8 Functions
8.1 What is a function?
A “function” in programming is a piece of code that does a specific task, but packages it so it can be called with a single line of code. Functions can be predefined by developers, and also may be custom to any script.
We’ve already been using examples of functions in our psuedocode - such as when we would include the write
statement - and formal functions, such as the print
, cout
, or echo
statements we saw in the conditional examples at the end of the previous chapter.
The print
function does something very simple, which is provide output, either on the R or Python console or interface, that people can read. It is simple to use, but internal code that creates the print function is a little more complex (to say the least). Since communicating output is ubiquitous in all computer languages, each language has some sort of print function as a built in function so it makes it easier for programmers to focus on their particular code.
Functions can do something very simple or very complex. But in essence, functions are used when you know you’re going to do the same task over and over again.
Take our cheesy mashed potatoes example. A simple function might be something like peel_potato()
, which would take our first example algorithm on peeling potatoes, and create a function.
The original algorithm Algorithm for peeling potatoes for Cheesy Mashed Potatoes
- Get three pounds of russet potatoes.
- Get bowl large enough to hold three pounds of russet potatoes.
- Get a vegetable peeler.

- _Written task A_
List every step of the original potato-peeling algorithm in the passage on functions.
- _Written task B_
According to the passage on functions, when are functions used?

- _Stored rows_
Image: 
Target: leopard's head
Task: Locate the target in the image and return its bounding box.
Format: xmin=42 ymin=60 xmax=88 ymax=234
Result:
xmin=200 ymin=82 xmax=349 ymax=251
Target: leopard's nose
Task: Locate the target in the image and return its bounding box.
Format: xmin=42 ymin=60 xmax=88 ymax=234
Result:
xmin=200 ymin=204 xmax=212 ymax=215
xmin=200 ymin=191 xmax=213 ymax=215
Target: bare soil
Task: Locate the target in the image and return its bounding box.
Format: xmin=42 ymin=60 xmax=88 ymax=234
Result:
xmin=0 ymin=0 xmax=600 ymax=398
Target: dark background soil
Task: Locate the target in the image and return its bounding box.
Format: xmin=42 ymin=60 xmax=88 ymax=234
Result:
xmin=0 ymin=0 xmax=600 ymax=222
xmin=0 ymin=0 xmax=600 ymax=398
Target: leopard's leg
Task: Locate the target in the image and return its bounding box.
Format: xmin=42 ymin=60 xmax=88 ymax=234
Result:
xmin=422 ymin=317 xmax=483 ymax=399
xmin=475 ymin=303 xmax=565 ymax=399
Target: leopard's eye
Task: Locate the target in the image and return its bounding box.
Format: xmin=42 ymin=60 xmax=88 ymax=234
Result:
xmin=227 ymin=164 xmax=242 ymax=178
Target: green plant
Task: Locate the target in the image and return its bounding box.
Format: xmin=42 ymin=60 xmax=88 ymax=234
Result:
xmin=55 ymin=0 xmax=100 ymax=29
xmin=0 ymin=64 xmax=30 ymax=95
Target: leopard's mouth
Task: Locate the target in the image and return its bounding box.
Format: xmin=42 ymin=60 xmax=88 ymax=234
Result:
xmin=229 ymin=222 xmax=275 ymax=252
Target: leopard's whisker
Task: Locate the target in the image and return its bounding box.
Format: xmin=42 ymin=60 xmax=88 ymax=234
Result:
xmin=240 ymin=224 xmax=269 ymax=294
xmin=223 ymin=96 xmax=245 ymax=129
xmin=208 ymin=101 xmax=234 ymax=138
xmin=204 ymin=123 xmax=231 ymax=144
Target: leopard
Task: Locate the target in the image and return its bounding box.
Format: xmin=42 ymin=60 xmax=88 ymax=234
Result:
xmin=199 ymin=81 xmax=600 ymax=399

- _Full solution A_
- Get three pounds of russet potatoes.
- Get bowl large enough to hold three pounds of russet potatoes.
- Get a vegetable peeler.

- _Full solution B_
When you know you're going to do the same task over and over again.